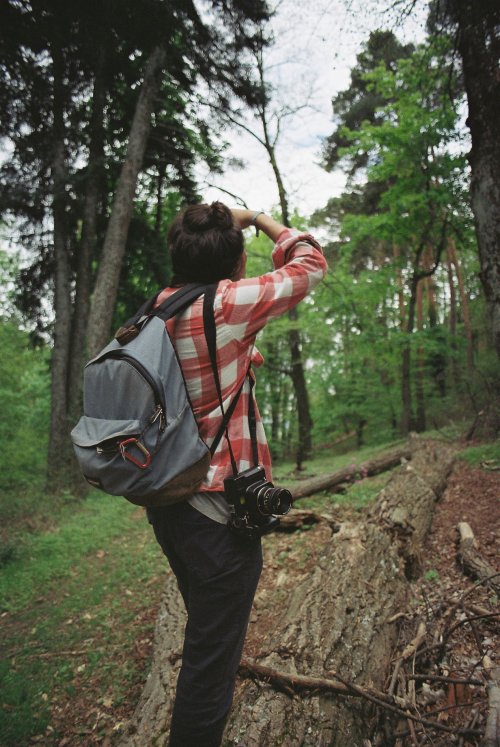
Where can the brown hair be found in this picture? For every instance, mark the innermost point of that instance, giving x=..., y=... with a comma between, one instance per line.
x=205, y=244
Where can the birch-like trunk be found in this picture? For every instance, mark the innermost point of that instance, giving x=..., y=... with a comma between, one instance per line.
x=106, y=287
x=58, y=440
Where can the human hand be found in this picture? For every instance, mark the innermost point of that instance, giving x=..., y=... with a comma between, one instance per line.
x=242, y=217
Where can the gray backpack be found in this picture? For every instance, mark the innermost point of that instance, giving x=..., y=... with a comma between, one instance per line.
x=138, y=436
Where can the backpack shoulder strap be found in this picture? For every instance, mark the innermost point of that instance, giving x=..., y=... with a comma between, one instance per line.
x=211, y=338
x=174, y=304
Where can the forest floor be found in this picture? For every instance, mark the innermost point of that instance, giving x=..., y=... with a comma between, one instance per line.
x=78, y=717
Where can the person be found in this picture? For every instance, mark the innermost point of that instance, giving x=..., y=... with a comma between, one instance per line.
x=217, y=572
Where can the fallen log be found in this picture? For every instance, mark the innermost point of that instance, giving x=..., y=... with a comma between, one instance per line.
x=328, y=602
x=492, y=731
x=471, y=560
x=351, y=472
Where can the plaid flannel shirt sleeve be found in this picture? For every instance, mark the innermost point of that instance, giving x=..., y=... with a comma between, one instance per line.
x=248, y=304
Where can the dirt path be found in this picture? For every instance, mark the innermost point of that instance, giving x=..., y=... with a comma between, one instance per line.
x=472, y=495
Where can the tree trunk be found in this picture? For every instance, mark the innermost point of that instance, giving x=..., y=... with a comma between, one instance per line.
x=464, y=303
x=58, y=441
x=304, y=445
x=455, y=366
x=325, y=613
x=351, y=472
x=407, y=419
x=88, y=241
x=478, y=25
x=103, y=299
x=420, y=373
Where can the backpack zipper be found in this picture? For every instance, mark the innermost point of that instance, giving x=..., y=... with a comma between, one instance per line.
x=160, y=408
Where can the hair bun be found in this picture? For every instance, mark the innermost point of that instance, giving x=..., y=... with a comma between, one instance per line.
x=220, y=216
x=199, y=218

****************************************

WRITTEN REQUEST: Retype the stretch from the line containing "Where can the person" through the line containing "x=217, y=572", both included, with no change to any character.

EXERCISE RESPONSE:
Where can the person be found in this picture? For every instance, mark the innermost point of that instance, giving x=..., y=... with a comma between, one instance per line.
x=217, y=572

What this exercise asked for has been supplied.